- **Required action**:
Exactly as written, reproduce all of the entries.

*** Block opens ***

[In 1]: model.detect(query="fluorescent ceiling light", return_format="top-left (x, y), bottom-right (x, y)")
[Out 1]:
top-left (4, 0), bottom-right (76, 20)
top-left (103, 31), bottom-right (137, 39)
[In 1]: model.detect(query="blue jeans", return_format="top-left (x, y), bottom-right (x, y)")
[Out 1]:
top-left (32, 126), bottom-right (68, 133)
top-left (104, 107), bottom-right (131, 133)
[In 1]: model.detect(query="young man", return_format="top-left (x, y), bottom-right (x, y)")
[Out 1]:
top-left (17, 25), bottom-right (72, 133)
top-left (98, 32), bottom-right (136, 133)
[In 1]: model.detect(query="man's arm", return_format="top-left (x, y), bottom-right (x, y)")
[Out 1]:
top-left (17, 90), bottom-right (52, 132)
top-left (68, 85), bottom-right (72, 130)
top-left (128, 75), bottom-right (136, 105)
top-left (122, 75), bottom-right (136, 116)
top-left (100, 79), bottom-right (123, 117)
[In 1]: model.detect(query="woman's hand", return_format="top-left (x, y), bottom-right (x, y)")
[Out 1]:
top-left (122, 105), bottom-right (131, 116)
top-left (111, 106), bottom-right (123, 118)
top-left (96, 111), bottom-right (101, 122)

*** Block closes ***

- **Output below**:
[In 1]: model.detect(query="fluorescent ceiling light", return_format="top-left (x, y), bottom-right (x, y)")
[Out 1]:
top-left (4, 0), bottom-right (76, 20)
top-left (103, 31), bottom-right (137, 39)
[In 1]: model.detect(query="blue jeans", return_format="top-left (x, y), bottom-right (x, y)")
[Out 1]:
top-left (32, 126), bottom-right (68, 133)
top-left (104, 107), bottom-right (131, 133)
[In 1]: model.detect(query="young man", return_format="top-left (x, y), bottom-right (x, y)")
[Out 1]:
top-left (17, 25), bottom-right (72, 133)
top-left (98, 32), bottom-right (136, 133)
[In 1]: model.detect(query="man's arm", return_format="top-left (x, y), bottom-right (x, y)")
[Out 1]:
top-left (17, 90), bottom-right (52, 132)
top-left (68, 85), bottom-right (72, 130)
top-left (128, 75), bottom-right (136, 105)
top-left (122, 75), bottom-right (136, 116)
top-left (100, 79), bottom-right (123, 117)
[In 1]: model.detect(query="woman's hand", return_format="top-left (x, y), bottom-right (x, y)")
[Out 1]:
top-left (122, 105), bottom-right (131, 116)
top-left (111, 106), bottom-right (123, 118)
top-left (96, 111), bottom-right (101, 122)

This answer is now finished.